__WHAT THE TASK REQUIRES__
Return each line of the rows below that contains the string "player", copying the line in full. Case counts.

----------------

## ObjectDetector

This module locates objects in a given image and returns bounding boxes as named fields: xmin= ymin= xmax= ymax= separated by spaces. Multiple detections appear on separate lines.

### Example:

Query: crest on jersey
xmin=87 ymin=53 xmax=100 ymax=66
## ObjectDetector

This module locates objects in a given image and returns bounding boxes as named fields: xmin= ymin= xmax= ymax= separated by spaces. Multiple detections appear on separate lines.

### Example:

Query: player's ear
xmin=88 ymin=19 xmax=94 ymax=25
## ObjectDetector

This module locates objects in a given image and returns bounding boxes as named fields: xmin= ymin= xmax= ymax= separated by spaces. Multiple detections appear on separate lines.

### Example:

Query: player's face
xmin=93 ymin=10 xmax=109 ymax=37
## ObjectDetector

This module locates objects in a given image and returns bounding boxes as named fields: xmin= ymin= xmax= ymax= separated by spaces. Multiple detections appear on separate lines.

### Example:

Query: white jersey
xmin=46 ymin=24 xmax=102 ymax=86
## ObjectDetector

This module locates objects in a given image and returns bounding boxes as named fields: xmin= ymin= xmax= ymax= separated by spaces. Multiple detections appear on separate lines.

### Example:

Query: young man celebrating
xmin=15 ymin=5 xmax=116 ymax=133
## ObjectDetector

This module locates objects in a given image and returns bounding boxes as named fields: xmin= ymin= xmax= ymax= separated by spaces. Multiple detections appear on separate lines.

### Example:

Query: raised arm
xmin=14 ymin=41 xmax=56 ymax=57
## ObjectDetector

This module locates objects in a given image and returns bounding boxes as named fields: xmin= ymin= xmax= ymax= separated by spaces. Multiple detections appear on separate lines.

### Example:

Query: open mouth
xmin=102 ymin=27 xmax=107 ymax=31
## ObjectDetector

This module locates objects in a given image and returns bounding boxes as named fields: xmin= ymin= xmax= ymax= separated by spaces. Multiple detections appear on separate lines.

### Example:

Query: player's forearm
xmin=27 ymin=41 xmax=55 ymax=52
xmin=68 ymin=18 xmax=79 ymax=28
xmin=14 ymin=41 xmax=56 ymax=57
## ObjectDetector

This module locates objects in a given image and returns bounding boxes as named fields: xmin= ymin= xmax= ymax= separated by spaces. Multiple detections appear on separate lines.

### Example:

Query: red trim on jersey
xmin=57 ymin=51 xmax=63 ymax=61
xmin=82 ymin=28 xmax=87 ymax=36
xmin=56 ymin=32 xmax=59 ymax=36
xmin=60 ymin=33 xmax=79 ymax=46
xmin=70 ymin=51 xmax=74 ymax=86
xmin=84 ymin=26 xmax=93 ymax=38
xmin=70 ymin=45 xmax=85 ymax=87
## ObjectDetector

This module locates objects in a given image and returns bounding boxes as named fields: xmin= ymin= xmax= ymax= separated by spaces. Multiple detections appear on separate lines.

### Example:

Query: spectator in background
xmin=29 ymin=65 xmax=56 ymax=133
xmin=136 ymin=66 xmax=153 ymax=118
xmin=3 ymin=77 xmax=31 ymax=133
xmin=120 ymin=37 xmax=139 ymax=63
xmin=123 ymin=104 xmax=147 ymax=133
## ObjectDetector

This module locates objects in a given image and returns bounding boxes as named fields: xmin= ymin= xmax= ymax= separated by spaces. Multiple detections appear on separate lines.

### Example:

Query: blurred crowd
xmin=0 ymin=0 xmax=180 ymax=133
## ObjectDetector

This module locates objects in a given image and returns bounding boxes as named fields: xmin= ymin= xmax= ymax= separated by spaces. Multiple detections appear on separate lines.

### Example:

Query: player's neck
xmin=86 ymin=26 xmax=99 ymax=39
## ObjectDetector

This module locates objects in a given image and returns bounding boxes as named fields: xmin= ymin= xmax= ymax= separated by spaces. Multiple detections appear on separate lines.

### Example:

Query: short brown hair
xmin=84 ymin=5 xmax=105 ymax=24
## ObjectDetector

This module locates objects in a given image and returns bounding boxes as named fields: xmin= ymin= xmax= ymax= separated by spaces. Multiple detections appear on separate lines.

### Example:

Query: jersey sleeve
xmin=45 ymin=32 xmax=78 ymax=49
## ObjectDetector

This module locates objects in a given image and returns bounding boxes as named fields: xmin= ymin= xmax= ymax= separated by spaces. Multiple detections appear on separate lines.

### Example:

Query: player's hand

----------------

__FINAL ANSWER__
Query: player's ear
Query: player's face
Query: player's forearm
Query: player's neck
Query: player's hand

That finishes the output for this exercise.